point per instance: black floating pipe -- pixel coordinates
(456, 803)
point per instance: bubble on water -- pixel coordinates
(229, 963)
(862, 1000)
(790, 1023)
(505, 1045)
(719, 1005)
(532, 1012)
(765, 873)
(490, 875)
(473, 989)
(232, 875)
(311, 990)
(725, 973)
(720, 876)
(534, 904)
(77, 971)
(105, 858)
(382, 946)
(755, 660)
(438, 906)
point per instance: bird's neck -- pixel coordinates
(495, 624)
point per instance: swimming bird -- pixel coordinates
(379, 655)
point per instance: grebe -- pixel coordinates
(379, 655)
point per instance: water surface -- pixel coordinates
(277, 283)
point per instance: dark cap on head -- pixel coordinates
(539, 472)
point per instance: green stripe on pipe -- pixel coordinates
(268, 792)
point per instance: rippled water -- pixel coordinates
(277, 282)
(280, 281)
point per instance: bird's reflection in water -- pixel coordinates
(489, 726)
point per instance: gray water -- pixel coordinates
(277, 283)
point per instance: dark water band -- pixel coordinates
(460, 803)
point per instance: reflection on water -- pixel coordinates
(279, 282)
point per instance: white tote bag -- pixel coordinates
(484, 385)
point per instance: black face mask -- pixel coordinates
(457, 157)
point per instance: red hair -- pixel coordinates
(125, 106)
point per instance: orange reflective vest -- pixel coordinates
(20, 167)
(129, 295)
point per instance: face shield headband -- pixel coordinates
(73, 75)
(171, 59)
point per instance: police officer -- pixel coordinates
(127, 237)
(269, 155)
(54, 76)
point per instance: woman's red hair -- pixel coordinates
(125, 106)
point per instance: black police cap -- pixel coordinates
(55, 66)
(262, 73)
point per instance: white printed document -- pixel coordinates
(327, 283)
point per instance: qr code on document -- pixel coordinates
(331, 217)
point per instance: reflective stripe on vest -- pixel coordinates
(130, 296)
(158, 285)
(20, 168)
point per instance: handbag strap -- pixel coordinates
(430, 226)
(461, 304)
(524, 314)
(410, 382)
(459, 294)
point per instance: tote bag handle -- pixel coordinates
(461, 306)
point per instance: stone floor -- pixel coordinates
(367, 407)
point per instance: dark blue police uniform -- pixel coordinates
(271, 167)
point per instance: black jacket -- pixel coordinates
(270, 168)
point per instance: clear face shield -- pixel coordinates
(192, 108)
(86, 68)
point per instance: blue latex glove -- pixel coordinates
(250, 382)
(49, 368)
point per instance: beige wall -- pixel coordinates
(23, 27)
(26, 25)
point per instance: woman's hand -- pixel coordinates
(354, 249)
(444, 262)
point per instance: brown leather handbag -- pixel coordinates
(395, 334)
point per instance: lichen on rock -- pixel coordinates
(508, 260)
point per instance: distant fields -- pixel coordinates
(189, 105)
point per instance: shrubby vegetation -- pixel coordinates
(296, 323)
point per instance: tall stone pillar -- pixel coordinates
* * *
> _ASSIGNMENT_
Please repeat the listing above in full and exactly.

> _RESULT_
point per instance: black floating pipe -- pixel coordinates
(456, 803)
point per instance: bubble on water -- pixel coordinates
(229, 963)
(862, 1000)
(790, 1023)
(505, 1045)
(719, 1005)
(532, 1012)
(765, 873)
(490, 875)
(473, 989)
(232, 875)
(311, 990)
(725, 973)
(720, 876)
(534, 904)
(77, 971)
(105, 858)
(382, 946)
(755, 660)
(438, 906)
point per instance: bird's neck -- pixel coordinates
(495, 624)
point per instance: swimming bird -- pixel coordinates
(379, 655)
point per instance: grebe -- pixel coordinates
(379, 655)
point per instance: water surface -- pixel coordinates
(277, 283)
point per instance: dark cap on head -- pixel coordinates
(539, 472)
point per instance: green stripe on pipe -- pixel coordinates
(268, 792)
point per instance: rippled water -- pixel coordinates
(277, 282)
(280, 281)
point per instance: bird's reflection in water -- pixel coordinates
(489, 726)
point per instance: gray water -- pixel coordinates
(277, 283)
point per instance: dark water band -- pixel coordinates
(460, 803)
point per instance: reflection on water -- pixel coordinates
(279, 282)
point per instance: white tote bag -- pixel coordinates
(484, 385)
point per instance: black face mask -- pixel coordinates
(457, 157)
point per instance: red hair -- pixel coordinates
(125, 106)
point per instance: orange reflective vest -- pixel coordinates
(20, 167)
(129, 295)
point per instance: face shield headband -- pixel coordinates
(73, 75)
(171, 59)
point per instance: police officer -- pixel coordinates
(127, 237)
(269, 155)
(54, 76)
point per instance: woman's red hair -- pixel coordinates
(125, 106)
point per instance: black police cap -- pixel coordinates
(55, 66)
(262, 73)
point per instance: white printed document -- pixel coordinates
(327, 283)
point per instance: qr code on document -- pixel coordinates
(331, 217)
point per instance: reflective stripe on vest -- pixel coordinates
(130, 296)
(158, 285)
(20, 168)
point per instance: handbag strap -- pixel coordinates
(430, 226)
(461, 304)
(524, 314)
(410, 382)
(459, 294)
point per instance: tote bag handle -- pixel coordinates
(461, 306)
point per instance: stone floor -- pixel coordinates
(367, 407)
point per instance: dark blue police uniform -- pixel coordinates
(271, 167)
point per instance: black jacket -- pixel coordinates
(270, 168)
point per instance: clear face shield -- pixel coordinates
(192, 108)
(86, 68)
point per instance: blue latex glove -- pixel coordinates
(250, 382)
(49, 368)
point per instance: beige wall -- pixel coordinates
(23, 27)
(26, 25)
point per instance: woman's hand -- pixel coordinates
(354, 249)
(444, 262)
point per instance: brown leather handbag -- pixel coordinates
(395, 334)
point per instance: lichen on rock -- pixel coordinates
(508, 260)
point per instance: distant fields -- pixel coordinates
(189, 105)
point per instance: shrubby vegetation -- pixel coordinates
(296, 323)
point per instance: tall stone pillar -- pixel coordinates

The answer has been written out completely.